─── DATA SUPPLIED

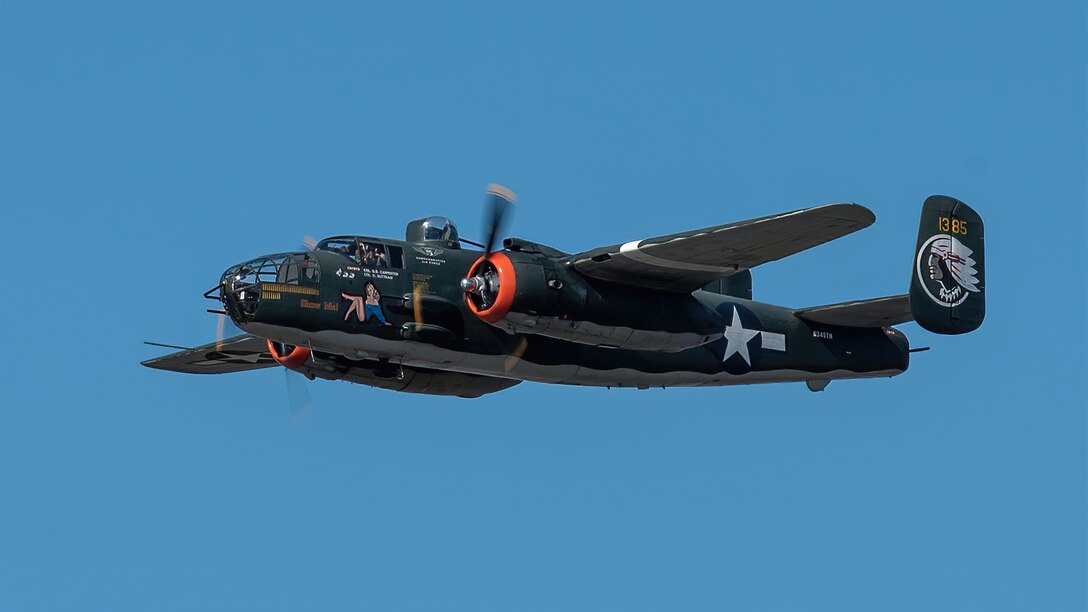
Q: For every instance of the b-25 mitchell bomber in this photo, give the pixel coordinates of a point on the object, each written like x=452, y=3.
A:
x=442, y=315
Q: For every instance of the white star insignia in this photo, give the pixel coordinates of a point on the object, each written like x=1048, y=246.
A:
x=737, y=338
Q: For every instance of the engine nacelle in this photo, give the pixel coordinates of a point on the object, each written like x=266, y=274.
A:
x=527, y=293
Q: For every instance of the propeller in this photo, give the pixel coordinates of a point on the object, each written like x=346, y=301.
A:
x=499, y=203
x=499, y=206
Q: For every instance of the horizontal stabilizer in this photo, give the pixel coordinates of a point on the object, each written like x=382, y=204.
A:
x=877, y=313
x=239, y=353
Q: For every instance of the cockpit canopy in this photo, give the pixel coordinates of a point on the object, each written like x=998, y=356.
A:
x=433, y=230
x=365, y=252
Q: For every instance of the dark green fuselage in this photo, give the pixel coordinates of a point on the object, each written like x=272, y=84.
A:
x=563, y=328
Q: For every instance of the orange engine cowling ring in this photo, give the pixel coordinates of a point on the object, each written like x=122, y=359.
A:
x=297, y=356
x=507, y=288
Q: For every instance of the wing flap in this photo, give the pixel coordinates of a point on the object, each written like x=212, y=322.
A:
x=239, y=353
x=689, y=260
x=877, y=313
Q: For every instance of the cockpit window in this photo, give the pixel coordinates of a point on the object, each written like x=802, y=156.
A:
x=373, y=255
x=365, y=252
x=295, y=267
x=341, y=246
x=311, y=270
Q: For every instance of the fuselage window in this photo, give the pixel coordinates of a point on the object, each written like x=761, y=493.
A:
x=287, y=272
x=396, y=256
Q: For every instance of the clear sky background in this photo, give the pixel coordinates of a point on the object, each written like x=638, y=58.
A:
x=147, y=146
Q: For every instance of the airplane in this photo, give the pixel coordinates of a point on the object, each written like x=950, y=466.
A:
x=441, y=315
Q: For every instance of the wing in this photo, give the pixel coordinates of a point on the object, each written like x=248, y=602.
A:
x=689, y=260
x=239, y=353
x=877, y=313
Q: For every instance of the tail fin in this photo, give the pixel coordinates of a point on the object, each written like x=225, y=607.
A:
x=948, y=280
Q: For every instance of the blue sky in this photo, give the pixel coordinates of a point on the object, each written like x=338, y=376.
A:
x=145, y=147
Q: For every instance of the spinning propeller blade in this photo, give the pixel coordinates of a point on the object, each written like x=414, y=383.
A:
x=499, y=202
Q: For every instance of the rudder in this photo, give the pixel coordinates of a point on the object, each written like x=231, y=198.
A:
x=948, y=281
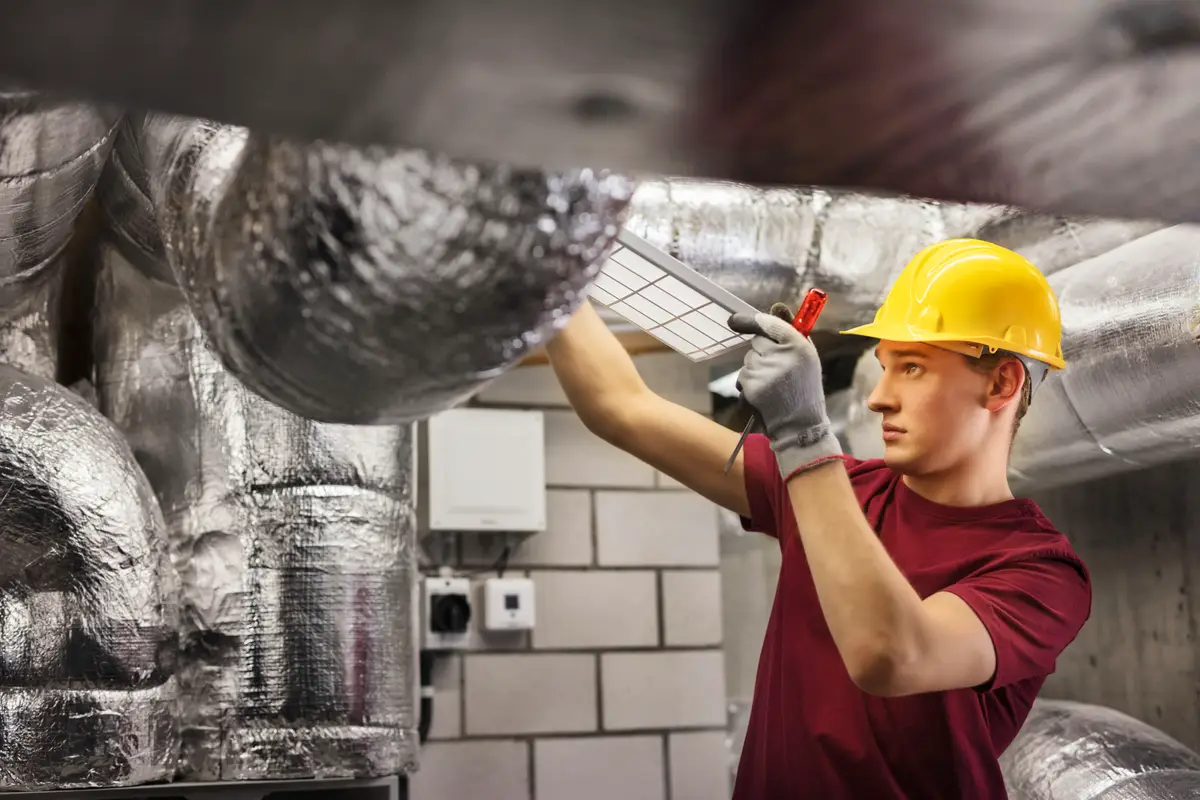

──────

**WHAT THE TASK ASKS**
Update the records above by replacing "in this photo" with "in this image" everywhere it occurs, keeping everything else the same. Leave the pictures out of your answer.

**SOLVED PROBLEM**
Q: For every instance of the b-25 mitchell bomber in this image, give the pixel coordinates of a point on the object, each written like x=452, y=3.
A:
x=442, y=315
Q: For every instance of the white star insignia in this image, give the pixel coordinates of a point on the object, each written like x=1048, y=246.
A:
x=737, y=338
Q: For every instance of the engine nacelle in this image, give the pixel coordinates of a point on the object, each written like x=266, y=274.
A:
x=527, y=293
Q: For every instance of the propeller in this image, give the pixel coordinates of a point on the object, each written like x=346, y=301.
A:
x=499, y=203
x=499, y=206
Q: For every instance of the horizontal stabilizer in this image, give the pixel coordinates of a point on the object, each written like x=382, y=204.
A:
x=877, y=313
x=239, y=353
Q: For every instance of the cockpit canopy in this image, give the pixel coordinates of a point on the object, each written like x=998, y=356.
A:
x=433, y=230
x=365, y=252
Q: For every instance of the dark green fuselage in this image, give the pixel coordinates of a point on the object, each written like x=272, y=84.
A:
x=563, y=328
Q: For every instance of the orange engine cowling ring in this image, give the pixel coordinates of a point on the object, each written like x=122, y=359.
A:
x=297, y=356
x=507, y=288
Q: For every instance of the wing flap in this image, give the pixel coordinates of a point on the object, each written like x=212, y=322.
A:
x=239, y=353
x=689, y=260
x=877, y=313
Q: For every instance of the cockpit window in this image, give the pixel coordinates of a point on the object, each written like x=802, y=156.
A:
x=373, y=255
x=365, y=252
x=295, y=267
x=341, y=246
x=311, y=270
Q: For every instance of the fuselage window in this image, give the pixel coordinates of a point on the object, each written like x=761, y=493.
A:
x=287, y=272
x=396, y=256
Q: For every instance of the clear sky background in this image, give the pixel coordinates of a point on the object, each written like x=638, y=58.
A:
x=147, y=146
Q: For every instance of the airplane in this image, give the pixel coordinates of a point on the object, each written like x=950, y=466.
A:
x=441, y=315
Q: For every instance of the wing in this image, give the pixel coordinates of a point on the object, each written like x=248, y=602.
A:
x=689, y=260
x=239, y=353
x=877, y=313
Q: For every instance of the tail fin in this image, give the pixel coordinates of a point on the object, each written like x=225, y=607.
A:
x=948, y=280
Q: For every instance of the blue sky in this image, give the pixel coordinates of a point on the object, each written like x=338, y=376.
A:
x=145, y=147
Q: For every instance of the spinning propeller blade in this image, give the pixel coordinates of a point on the object, each written like x=414, y=383.
A:
x=499, y=202
Q: For every instance of the rudder in this image, give the pixel coordinates of a point on the object, each written like x=231, y=198.
A:
x=948, y=281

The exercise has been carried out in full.